# The request
Please pull out every line of the records below that contains the word "beard".

# Records for processing
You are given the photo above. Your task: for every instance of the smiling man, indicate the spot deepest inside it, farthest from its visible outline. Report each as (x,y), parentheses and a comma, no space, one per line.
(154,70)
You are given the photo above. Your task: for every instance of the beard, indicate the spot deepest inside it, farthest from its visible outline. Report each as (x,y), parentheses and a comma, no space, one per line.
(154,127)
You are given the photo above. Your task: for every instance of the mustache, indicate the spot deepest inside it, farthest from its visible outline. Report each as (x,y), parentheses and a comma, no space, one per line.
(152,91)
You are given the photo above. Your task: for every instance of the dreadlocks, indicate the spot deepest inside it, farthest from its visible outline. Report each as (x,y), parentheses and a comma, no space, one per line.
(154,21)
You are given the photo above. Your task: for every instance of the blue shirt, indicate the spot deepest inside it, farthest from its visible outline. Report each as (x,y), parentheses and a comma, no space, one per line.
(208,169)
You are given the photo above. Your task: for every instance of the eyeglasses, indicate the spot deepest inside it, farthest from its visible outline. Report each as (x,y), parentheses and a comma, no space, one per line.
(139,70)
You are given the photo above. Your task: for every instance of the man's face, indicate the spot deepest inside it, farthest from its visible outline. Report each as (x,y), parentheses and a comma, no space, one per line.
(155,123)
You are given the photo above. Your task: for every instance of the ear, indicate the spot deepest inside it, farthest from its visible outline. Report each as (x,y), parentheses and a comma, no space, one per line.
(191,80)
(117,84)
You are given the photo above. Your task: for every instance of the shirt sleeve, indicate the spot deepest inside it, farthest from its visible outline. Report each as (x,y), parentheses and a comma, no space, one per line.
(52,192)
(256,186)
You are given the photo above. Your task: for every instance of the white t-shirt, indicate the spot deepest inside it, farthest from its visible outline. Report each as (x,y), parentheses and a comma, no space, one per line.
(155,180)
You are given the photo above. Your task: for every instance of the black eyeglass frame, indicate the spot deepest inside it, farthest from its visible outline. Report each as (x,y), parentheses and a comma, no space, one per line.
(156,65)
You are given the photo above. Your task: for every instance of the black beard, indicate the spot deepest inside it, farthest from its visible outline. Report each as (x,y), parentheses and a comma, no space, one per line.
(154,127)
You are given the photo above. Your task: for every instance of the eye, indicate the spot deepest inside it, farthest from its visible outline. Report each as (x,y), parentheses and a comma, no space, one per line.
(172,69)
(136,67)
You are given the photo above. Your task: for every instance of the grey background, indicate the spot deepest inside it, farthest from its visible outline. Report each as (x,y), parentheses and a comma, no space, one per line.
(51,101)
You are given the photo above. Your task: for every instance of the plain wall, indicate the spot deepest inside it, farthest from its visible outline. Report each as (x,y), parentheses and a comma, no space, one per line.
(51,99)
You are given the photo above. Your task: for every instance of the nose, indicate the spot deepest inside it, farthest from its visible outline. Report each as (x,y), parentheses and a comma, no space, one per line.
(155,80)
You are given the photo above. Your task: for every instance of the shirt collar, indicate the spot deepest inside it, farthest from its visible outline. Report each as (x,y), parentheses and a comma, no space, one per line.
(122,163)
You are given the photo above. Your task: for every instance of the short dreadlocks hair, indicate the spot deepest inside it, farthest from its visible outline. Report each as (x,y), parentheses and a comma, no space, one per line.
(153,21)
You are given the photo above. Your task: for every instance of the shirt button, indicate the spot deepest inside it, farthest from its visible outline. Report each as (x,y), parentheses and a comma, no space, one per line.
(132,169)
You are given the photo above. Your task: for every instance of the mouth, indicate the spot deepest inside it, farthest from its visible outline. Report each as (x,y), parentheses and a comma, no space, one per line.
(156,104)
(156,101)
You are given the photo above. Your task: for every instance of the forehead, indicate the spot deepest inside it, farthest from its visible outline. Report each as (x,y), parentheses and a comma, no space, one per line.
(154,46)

...

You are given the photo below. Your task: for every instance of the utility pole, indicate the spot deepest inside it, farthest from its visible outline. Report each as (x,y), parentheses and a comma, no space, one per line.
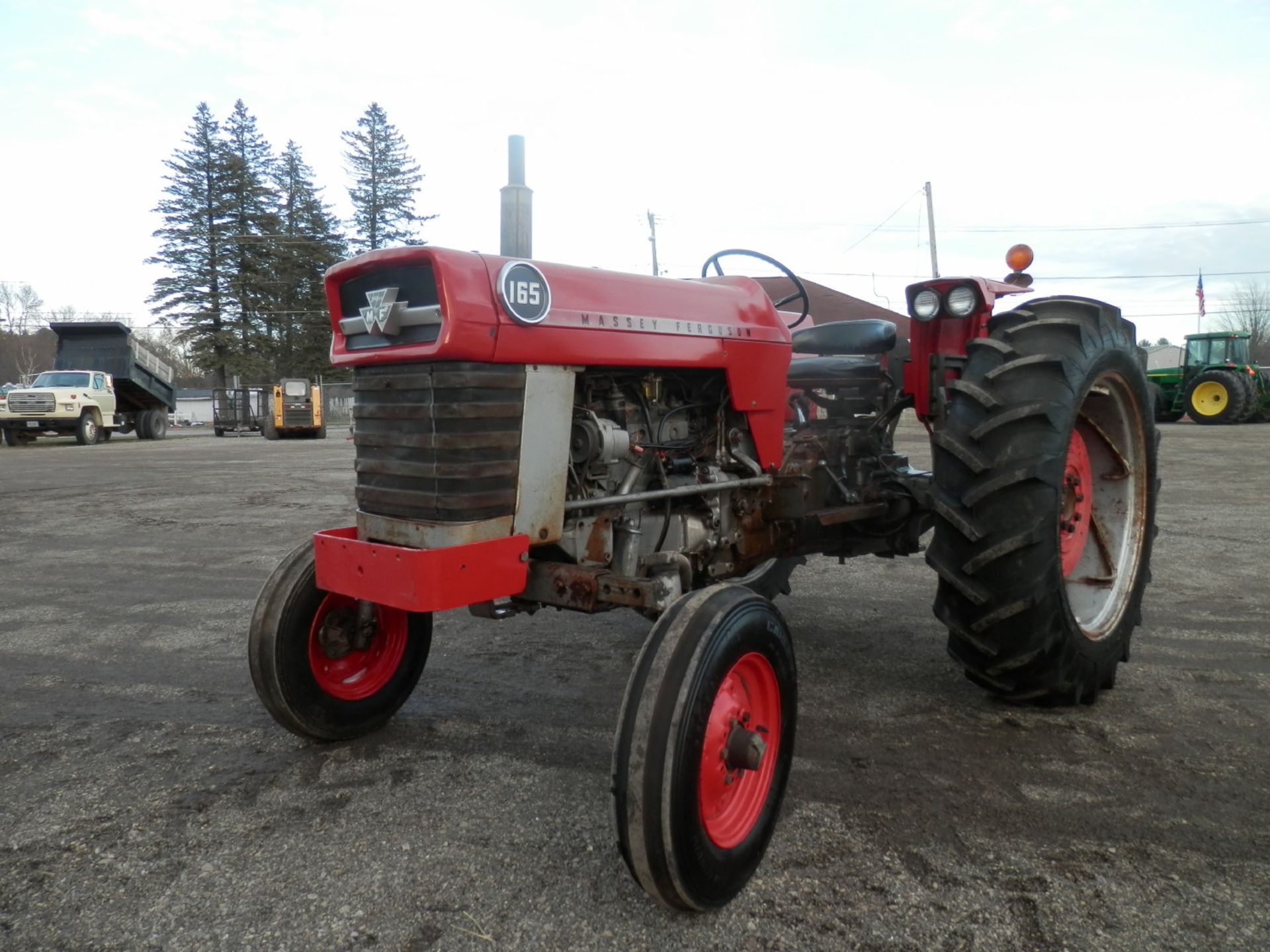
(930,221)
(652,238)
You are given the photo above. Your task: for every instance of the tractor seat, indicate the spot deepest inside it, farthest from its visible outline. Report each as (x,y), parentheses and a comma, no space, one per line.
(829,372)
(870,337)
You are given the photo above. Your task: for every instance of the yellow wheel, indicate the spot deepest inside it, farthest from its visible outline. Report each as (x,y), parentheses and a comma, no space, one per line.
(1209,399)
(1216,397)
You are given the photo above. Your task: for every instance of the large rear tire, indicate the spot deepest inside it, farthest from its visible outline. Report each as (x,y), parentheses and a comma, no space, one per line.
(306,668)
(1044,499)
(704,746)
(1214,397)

# Correct output
You are given the photo above. Your task: for every instance of the beard, indicate the spot deepest inside it, farthest from its visible outline. Report each as (x,y), parentheses and a comma, no space, one per line.
You are given the photo above. Your task: for every instance of the black beard, indicate the spot deepest inside it, farthest from its visible outline. Report each as (x,y), parentheses and a comma, no space, one per line.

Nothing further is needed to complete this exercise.